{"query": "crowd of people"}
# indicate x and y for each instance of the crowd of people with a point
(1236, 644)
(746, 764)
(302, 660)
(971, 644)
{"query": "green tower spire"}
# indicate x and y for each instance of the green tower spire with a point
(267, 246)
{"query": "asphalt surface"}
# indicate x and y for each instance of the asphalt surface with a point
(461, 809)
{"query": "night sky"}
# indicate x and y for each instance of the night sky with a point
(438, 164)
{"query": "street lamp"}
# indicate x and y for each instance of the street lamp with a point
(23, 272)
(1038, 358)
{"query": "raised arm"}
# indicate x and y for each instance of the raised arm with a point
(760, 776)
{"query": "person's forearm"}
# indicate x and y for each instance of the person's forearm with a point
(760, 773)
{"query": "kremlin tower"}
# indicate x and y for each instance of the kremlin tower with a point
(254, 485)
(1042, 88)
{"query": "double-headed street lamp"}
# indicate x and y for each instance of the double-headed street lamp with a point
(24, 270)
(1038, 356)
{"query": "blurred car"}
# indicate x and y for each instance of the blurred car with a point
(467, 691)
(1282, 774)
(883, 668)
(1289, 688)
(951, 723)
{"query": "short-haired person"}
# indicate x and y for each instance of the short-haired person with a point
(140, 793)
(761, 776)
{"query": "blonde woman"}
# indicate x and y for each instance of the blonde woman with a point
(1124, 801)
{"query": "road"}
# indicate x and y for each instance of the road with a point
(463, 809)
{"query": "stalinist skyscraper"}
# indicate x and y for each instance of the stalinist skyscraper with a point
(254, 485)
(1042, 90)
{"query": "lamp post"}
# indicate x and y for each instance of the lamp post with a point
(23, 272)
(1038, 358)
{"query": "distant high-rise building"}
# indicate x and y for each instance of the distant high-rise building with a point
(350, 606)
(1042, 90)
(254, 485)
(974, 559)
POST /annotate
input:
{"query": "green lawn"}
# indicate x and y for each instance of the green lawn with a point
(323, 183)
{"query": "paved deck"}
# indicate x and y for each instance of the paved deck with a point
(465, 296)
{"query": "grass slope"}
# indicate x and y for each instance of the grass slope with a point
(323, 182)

- - -

=== Task description ===
Write out the records above again, keeping each one identical to the original.

=== Solution for this problem ===
{"query": "crowd of people"}
# indicate x and y for each instance of the crowd of people with a point
(1236, 644)
(746, 764)
(302, 660)
(971, 644)
{"query": "green tower spire"}
# indicate x and y for each instance of the green tower spire with a point
(267, 246)
{"query": "asphalt surface"}
# indicate x and y for each instance of the asphalt surface with a point
(461, 809)
{"query": "night sky"}
# indicate x and y for each instance of the night sky with a point
(438, 164)
{"query": "street lamp"}
# indicate x and y for each instance of the street lamp with a point
(23, 272)
(1038, 358)
{"query": "raised arm"}
# indicate x and y for each instance of the raised arm with a point
(760, 776)
{"query": "person's forearm"}
# indicate x and y for each instance of the person's forearm with a point
(760, 773)
{"query": "kremlin tower"}
# indicate x and y for each instance of the kremlin tower with a point
(254, 485)
(1042, 88)
{"query": "double-headed street lamp"}
# indicate x and y for each instance of the double-headed street lamp with a point
(24, 270)
(1038, 356)
{"query": "blurred car"}
# indicate x and y for each instance of the blurred car with a point
(467, 691)
(1282, 774)
(883, 668)
(1289, 688)
(951, 723)
{"query": "short-haired person"}
# indicate x and y for each instance of the short-haired person with a point
(140, 793)
(761, 776)
{"query": "blonde woman"}
# indicate x and y for each instance of the blonde woman with a point
(1124, 801)
{"query": "road"}
# indicate x and y for each instance of the road with a point
(463, 809)
{"query": "stalinist skyscraper"}
# indicate x and y for each instance of the stalinist skyscraper with a point
(254, 485)
(1042, 90)
{"query": "lamp post"}
# indicate x and y for each instance of the lamp post with a point
(23, 272)
(1038, 358)
{"query": "distant high-rise building"}
# indicate x and y for each instance of the distant high-rise building with a point
(350, 606)
(1042, 90)
(254, 485)
(974, 559)
POST /annotate
input:
{"query": "green lawn"}
# indicate x and y for each instance of the green lawn with a point
(323, 183)
{"query": "paved deck"}
# indicate x and y for each instance of the paved deck with a point
(465, 296)
{"query": "grass slope"}
# indicate x and y for each instance of the grass slope with a point
(323, 182)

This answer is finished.